• _EXERCISE OBJECTIVE_: Rewrite the entries below, replacing "stone pedestal" with "granite pedestal" and keeping everything else the same. Omit the pictures from your answer.
— start of DATA TO PROCESS —
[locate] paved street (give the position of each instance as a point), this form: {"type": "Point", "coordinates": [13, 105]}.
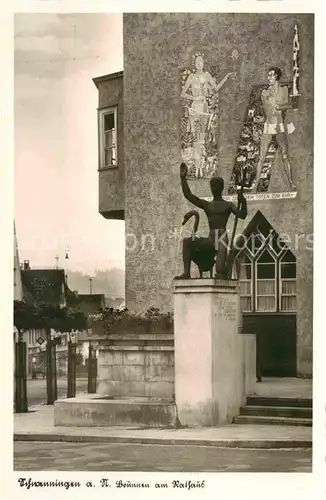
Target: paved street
{"type": "Point", "coordinates": [153, 458]}
{"type": "Point", "coordinates": [36, 390]}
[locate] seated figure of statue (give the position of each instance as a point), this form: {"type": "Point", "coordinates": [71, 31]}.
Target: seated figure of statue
{"type": "Point", "coordinates": [217, 211]}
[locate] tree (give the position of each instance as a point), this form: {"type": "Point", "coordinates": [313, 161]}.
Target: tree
{"type": "Point", "coordinates": [49, 317]}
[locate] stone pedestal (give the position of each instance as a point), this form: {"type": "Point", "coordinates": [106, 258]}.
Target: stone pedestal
— end of DATA TO PROCESS —
• _COMPLETE ANSWER_:
[locate] paved street (give the position of each instance as a point), this form: {"type": "Point", "coordinates": [13, 105]}.
Target: paved street
{"type": "Point", "coordinates": [153, 458]}
{"type": "Point", "coordinates": [36, 390]}
[locate] seated figure of statue (give the position of each instance as a point), this form: {"type": "Point", "coordinates": [71, 31]}.
Target: seated figure of statue
{"type": "Point", "coordinates": [217, 211]}
[locate] tree (give the position of each instance as a point), this form: {"type": "Point", "coordinates": [313, 161]}.
Target: tree
{"type": "Point", "coordinates": [49, 317]}
[locate] granite pedestal (give the position of each instance as a point), this form: {"type": "Point", "coordinates": [106, 258]}.
Target: granite pedestal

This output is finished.